## Trecho do documento

O ator veterano ficou conhecido mundialmente por ter encarnado Drácula mais de dez vezes, Saruman na Trilogia do Senhor dos Anéis, Conde Dookan em Star Wars e muito mais.
O ator faleceu no domingo e a decisão de anunciar sua morte apenas dias depois veio de sua esposa que queria informar os familiares antes. Os dois foram casados por mais de 50 anos.
Além da carreira cinematográfica, Lee também lançou álbuns de Heavy Metal e em 2009 foi condecorado como cavaleiro pelos serviços ao cinema e caridade, além de ter sido honrado pelo Bafta em 2011.
Sua carreira no cinema começou em 1947 em Escravo do Passado, mas só nos anos 50 quando Lee foi trabalhar com a Hammer que ganhou fama. Seu primeiro filme com o estúdio foi A Maldição de Frankenstein em 1957.
Nos anos 70, Lee continuou no gênero de terror com O Homem de Palha, um filme que ele mesmo considerava como o melhor de sua carreira. Em 1974, ele interpretou o vilão de 007 contra o Homem com a Pistola de Ouro e logo depois recusou um papel em Halloween – A Noite do Terror, o que o próprio ator julgou como sendo o maior erro de sua carreira.
Sua preocupação de ficar ligado apenas a terror fez com que ele participasse de Aeroporto 77 e 1941 – Uma Guerra Muito Louca. Sua carreira ganhou força novamente em 2001 quando foi escalado para interpretar Saruman na trilogia do Senhor dos Anéis e logo depois como Conde Dookan em Star Wars: Episódio II – Ataque dos Clones e Star Wars: Episódio III – A Vingança dos Sith.

## Instruções
a) Atualize o texto sobre a carreira de Lee, reescrevendo tudo desde "O ator faleceu" até "de 50 anos." com "domingo" substituído por "sábado".
b) Resuma o texto sobre a carreira de Lee em duas frases.
c) Retome o texto sobre a carreira de Lee a partir do ponto em que ele termina.

Entradas de anotação de coordenadas:
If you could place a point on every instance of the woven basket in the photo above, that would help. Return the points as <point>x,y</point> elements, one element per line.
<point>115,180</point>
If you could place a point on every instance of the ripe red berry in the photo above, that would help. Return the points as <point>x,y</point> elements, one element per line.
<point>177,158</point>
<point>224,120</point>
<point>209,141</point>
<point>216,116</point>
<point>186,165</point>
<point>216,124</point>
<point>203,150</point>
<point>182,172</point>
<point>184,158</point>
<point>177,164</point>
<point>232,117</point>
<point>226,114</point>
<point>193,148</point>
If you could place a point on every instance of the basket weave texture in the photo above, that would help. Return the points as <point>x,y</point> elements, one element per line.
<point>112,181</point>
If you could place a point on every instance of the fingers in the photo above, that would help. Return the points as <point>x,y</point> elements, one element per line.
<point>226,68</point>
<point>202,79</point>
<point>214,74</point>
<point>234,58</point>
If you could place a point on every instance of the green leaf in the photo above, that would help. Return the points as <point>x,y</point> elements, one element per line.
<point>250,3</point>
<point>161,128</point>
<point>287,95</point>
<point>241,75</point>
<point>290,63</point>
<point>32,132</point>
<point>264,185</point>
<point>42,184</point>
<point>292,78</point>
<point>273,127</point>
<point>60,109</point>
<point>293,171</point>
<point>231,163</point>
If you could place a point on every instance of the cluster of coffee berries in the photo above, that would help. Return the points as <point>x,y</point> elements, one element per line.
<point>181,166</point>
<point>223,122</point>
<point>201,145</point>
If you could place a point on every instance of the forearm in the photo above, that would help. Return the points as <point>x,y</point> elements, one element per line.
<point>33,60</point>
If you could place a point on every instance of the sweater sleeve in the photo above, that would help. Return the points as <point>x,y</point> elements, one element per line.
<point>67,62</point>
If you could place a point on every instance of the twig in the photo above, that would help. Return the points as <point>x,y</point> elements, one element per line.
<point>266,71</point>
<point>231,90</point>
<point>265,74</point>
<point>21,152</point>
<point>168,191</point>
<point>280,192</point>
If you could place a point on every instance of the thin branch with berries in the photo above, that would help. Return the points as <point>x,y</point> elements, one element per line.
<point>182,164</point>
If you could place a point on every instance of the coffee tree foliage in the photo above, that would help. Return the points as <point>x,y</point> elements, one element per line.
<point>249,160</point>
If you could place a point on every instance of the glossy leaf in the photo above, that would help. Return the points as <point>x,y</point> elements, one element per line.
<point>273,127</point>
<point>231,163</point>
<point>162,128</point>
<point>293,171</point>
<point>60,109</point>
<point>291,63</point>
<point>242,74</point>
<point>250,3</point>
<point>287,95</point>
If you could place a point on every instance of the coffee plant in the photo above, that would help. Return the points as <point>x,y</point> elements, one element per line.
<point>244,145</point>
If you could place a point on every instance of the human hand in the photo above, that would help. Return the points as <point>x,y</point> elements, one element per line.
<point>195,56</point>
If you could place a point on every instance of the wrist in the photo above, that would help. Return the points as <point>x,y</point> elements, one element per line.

--

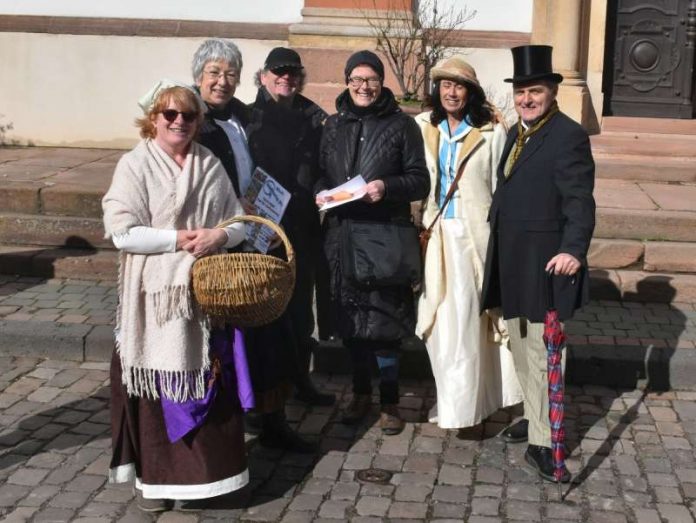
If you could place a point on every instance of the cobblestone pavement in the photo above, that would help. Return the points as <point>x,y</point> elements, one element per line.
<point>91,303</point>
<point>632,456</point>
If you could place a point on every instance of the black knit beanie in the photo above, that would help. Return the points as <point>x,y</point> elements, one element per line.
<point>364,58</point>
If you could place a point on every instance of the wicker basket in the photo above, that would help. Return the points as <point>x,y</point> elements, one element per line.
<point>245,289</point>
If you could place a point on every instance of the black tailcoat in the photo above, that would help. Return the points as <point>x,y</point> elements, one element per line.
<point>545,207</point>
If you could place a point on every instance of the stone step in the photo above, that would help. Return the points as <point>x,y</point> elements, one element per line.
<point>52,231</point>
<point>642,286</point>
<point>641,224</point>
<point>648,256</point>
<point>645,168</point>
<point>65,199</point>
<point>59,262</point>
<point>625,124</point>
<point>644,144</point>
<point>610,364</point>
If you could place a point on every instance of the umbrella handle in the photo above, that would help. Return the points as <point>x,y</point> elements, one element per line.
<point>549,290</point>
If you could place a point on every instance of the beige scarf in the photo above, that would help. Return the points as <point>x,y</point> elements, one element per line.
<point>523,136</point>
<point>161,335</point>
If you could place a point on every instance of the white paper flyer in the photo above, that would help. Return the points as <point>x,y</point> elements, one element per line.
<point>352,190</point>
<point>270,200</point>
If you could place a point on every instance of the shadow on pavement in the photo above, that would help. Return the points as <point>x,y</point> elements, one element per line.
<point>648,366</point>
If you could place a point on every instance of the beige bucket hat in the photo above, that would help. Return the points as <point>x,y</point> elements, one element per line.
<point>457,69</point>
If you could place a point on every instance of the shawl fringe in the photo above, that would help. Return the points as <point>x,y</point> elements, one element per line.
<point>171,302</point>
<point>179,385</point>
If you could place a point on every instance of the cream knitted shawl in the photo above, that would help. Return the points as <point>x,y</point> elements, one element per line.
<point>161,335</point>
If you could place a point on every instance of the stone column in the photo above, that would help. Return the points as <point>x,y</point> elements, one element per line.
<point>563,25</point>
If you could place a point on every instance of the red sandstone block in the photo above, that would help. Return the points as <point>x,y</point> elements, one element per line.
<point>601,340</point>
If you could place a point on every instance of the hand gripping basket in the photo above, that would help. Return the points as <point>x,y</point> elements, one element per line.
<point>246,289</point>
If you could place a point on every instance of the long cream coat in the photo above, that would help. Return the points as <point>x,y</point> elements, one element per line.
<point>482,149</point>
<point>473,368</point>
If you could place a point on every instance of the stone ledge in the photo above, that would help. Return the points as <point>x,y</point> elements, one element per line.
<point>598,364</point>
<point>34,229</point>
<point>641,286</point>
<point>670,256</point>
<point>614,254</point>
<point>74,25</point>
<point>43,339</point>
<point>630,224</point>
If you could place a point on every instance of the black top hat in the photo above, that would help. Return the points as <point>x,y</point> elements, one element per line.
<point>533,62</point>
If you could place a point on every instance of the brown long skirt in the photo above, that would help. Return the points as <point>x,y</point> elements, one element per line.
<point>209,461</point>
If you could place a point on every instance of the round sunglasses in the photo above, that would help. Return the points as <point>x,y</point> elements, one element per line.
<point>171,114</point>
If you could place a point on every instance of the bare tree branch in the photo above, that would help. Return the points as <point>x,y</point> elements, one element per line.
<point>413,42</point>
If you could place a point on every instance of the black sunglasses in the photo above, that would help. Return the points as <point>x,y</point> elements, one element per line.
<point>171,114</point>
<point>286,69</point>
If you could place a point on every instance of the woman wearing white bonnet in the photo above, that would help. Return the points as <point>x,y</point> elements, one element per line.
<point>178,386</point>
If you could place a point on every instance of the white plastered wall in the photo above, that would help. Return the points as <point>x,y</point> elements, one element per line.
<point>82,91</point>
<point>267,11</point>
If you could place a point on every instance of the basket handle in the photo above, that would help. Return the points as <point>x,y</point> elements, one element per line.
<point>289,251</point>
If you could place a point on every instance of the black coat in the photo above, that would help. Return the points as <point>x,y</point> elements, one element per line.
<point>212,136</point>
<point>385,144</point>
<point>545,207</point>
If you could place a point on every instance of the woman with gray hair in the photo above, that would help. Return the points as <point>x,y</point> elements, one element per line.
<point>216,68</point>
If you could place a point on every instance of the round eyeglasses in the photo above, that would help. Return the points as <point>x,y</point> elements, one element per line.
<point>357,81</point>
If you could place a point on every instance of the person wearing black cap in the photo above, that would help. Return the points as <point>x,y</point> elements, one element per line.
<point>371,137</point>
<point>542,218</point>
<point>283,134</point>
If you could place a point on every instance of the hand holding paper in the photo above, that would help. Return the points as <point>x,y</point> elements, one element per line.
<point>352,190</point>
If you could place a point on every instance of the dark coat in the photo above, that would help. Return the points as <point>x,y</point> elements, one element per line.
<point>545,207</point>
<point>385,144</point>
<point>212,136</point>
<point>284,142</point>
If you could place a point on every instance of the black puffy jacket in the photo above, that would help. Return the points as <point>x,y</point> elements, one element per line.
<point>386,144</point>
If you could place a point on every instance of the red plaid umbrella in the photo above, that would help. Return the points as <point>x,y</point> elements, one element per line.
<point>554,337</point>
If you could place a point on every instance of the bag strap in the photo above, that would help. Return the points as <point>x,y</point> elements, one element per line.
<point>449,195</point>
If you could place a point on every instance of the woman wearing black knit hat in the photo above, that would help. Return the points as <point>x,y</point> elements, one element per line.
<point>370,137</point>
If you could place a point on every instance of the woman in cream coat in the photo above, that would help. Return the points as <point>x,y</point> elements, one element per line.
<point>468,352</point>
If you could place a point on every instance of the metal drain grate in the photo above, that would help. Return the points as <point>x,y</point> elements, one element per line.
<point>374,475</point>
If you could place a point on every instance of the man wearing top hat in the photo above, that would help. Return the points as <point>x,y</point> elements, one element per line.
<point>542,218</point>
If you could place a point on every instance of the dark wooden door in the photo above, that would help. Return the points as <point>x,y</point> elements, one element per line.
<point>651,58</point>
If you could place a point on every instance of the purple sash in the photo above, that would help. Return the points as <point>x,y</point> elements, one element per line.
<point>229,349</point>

## Respostas por tarefa
a)
O ator faleceu no sábado e a decisão de anunciar sua morte apenas dias depois veio de sua esposa que queria informar os familiares antes. Os dois foram casados por mais de 50 anos.

b) Lee, ator veterano conhecido mundialmente por papéis como Drácula, Saruman e Conde Dookan, faleceu no domingo, e sua esposa, com quem foi casado por mais de 50 anos, só anunciou a morte dias depois. Sua carreira no cinema começou em 1947, ganhou fama nos anos 50 com a Hammer e voltou a ganhar força em 2001; além disso, ele lançou álbuns de Heavy Metal, foi condecorado cavaleiro em 2009 e honrado pelo Bafta em 2011.

c)
Ele se tornou também um frequente colaborador de Tim Burton, participando então de A Lenda do Cavaleiro Sem Cabeça, Noiva Cadáver, A Fantástica Fábrica de Chocolate, Alice no País das Maravilhas e Sombras da Noite.
Em 2010, Lee lançou seu primeiro álbum completo, Charlemagne: By the Sword and the Cross. O recebimento foi ótimo e ganhou inclusive premiações do Metal Hammer Golden Gods. Em 2013, seu single Jingle Hell entrou para posição 22 da Billboard, tornando ele o artista mais velho da história a entrar nas paradas.
Ainda há um filme com Lee para ser lançado, Angels in Notting Hill, onde será uma criatura quase divina que cuida do universo. Em 2013, Lee falou sobre seu prazer em atuar: “Fazer filmes nunca foi um trabalho para mim, e sim minha vida. Eu tenho outras paixões, eu canto, escrevo livros, mas atuar é o que me mantém motivado, é o que eu faço e o que dá propósito à minha vida”.